[Image location labeling entries]
--- Start ---
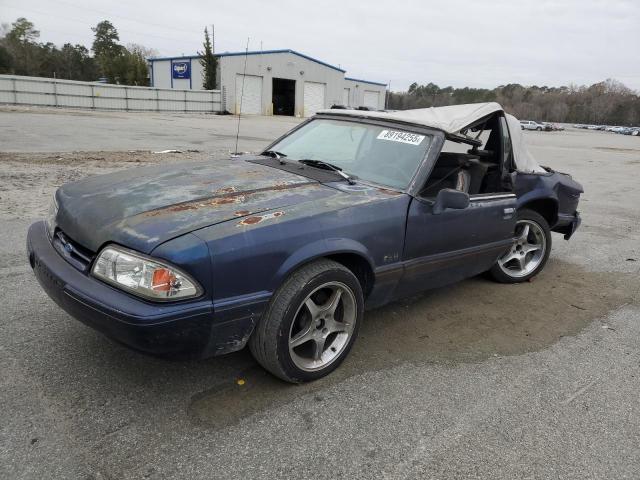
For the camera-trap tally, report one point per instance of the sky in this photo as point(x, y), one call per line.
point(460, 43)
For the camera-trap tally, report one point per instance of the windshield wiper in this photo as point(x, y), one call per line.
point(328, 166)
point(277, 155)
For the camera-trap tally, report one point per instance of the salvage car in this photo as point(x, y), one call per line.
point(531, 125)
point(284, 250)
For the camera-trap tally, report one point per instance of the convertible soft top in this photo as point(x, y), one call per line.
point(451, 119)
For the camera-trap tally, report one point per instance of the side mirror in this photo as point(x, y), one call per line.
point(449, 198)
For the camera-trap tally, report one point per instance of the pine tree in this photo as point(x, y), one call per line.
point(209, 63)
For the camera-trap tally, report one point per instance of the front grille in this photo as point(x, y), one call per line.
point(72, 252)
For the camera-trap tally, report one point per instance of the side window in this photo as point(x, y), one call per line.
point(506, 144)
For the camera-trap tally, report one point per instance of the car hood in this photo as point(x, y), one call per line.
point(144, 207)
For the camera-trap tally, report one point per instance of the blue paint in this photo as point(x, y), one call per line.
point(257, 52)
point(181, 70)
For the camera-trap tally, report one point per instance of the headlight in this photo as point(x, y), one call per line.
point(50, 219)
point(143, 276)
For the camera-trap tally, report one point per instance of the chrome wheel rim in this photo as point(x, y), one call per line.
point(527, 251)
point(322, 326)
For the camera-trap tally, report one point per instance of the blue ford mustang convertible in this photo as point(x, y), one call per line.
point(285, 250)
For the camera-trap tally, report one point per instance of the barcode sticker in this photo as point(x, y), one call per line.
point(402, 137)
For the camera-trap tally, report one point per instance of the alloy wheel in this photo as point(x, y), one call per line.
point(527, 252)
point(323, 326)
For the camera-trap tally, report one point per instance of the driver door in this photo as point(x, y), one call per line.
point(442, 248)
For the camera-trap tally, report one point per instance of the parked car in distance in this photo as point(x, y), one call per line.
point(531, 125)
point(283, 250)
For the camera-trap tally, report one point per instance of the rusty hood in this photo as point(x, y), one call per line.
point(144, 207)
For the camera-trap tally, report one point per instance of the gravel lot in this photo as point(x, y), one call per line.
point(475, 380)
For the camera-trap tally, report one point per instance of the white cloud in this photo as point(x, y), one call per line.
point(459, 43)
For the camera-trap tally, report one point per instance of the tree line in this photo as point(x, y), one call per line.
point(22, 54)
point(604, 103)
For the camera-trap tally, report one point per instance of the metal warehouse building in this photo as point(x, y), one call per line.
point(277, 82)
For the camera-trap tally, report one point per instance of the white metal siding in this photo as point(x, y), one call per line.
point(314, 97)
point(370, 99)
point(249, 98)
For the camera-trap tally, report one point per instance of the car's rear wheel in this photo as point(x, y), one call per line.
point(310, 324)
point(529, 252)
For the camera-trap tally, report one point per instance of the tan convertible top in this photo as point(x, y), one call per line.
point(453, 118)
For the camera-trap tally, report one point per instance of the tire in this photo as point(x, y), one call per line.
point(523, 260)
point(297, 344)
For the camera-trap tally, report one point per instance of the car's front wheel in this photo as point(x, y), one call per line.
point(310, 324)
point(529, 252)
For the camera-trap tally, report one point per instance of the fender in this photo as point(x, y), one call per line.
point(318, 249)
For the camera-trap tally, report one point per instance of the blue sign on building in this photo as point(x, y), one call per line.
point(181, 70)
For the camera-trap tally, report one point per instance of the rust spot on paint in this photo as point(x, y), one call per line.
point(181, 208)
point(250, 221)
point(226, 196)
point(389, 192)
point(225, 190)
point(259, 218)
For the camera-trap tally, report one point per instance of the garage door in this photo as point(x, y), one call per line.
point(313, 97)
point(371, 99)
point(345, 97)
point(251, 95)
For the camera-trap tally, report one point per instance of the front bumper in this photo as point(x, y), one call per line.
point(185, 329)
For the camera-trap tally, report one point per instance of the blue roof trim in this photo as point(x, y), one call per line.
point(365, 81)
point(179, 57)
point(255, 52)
--- End ---
[The exercise]: Revise the lines above by putting "salvage lot inventory" wherever "camera-trap tally" appears, changing nothing else. Leave the pictures out of your answer.

[Written response]:
For the salvage lot inventory, report one point per instance of the sky in this photo as point(x, y), one call per line.
point(460, 43)
For the salvage lot inventory, report one point per instance of the windshield wiper in this photo as point(x, y), one call per line.
point(328, 166)
point(277, 155)
For the salvage lot inventory, report one point per instance of the salvage car in this photo as point(x, y), one call per line.
point(531, 125)
point(284, 250)
For the salvage lot inventory, report one point per instance of the convertible soft top in this photo as point(x, y), one call per line.
point(451, 119)
For the salvage lot inventory, report one point per instance of the side mirror in this photo as point(x, y), one call per line.
point(449, 198)
For the salvage lot inventory, report one point per instance of the pine tree in this photo as point(x, y), one call per line.
point(209, 63)
For the salvage lot inventory, report one point per instance of the front grille in this photo as point(x, y), one call per line.
point(72, 252)
For the salvage lot inventory, report one point per instance of the side window in this photo as point(x, y), one call per line.
point(506, 144)
For the salvage lot inventory, report one point per instance of the car hood in this photo as point(x, y), one call per line.
point(144, 207)
For the salvage lot inventory, report one point per instance of the blue paint in this photo as point(x, y), one call per line.
point(257, 52)
point(181, 70)
For the salvage lot inventory, report one point per instance of the headlight in this photo as point(x, y), one call per line.
point(50, 219)
point(143, 276)
For the salvage lot inventory, report one point per instance of the chrome wheel rim in this photo as point(x, y), one call per line.
point(527, 251)
point(322, 326)
For the salvage lot inventory, report one point per instance of the blue ford mustang convertible in this photo as point(x, y), one call per line.
point(285, 250)
For the salvage lot inventory, report one point per instance of the barcode sticker in this photo as point(x, y), one call per line.
point(402, 137)
For the salvage lot inventory, report one point per instance of the alloy wheel in this photo as point(x, y), one call per line.
point(527, 252)
point(323, 326)
For the salvage lot inventory, report one point per instance of the driver door in this photo as point(x, y), one call per line.
point(442, 248)
For the salvage lot inventory, report one point per instance of the parked car in distance in this photo as point(x, y), one call per line.
point(531, 125)
point(283, 250)
For the salvage lot inventory, report one point per instance of the rusty hood in this photo as point(x, y), one call per line.
point(144, 207)
For the salvage lot inventory, report one point per instance of the gravel lot in this photo as point(x, y), one call per line.
point(475, 380)
For the salvage lot inventory, report one point per instance of the white cloud in this photo as point(x, y), one call per line.
point(459, 43)
For the salvage lot inventory, report one point per instance of the tree line in this photo as point(x, y), one call per line.
point(22, 54)
point(604, 103)
For the salvage lot inventory, report one point per instance of the metal warehouse building in this photo as point(x, y), one call per line.
point(277, 82)
For the salvage lot inventory, report one point per instance of the white metal siding in this photo as point(x, y), one call per line.
point(314, 97)
point(370, 99)
point(249, 98)
For the salvage lot inventory, report one point per instance of the car's rear wheel in this photo as point(x, y), one call per line.
point(310, 324)
point(529, 252)
For the salvage lot inventory, report one point per instance of the tan convertible top in this photo as point(x, y), one call per line.
point(453, 118)
For the salvage lot inventory, report one point per instance of the tire in this photo as point(x, y), one call per line.
point(523, 260)
point(297, 344)
For the salvage lot inventory, report one point per instance of the car's front wheel in this photo as point(x, y), one call per line.
point(310, 324)
point(529, 252)
For the salvage lot inventory, report one point per instance of the fender in this photo as point(x, y), one call per line.
point(318, 249)
For the salvage lot inventory, report one point per instance of the blue sign on building in this photo as point(x, y), one call per line.
point(181, 70)
For the salvage lot inventory, report one point per instance of the rust spot on paint in this photo as point(x, y), one call per line.
point(181, 208)
point(250, 221)
point(226, 196)
point(389, 192)
point(225, 190)
point(259, 218)
For the salvage lot inventory, report one point per instance of the garage door in this photo as point(x, y), one call per line.
point(313, 97)
point(371, 99)
point(345, 97)
point(251, 95)
For the salvage lot inventory, report one point per instance of the front bumper in this photo as point(x, y), one call per line.
point(185, 329)
For the salvage lot inventory, report one point per instance of the blue roof trim in this photo as point(x, y), one call per line.
point(365, 81)
point(179, 57)
point(255, 52)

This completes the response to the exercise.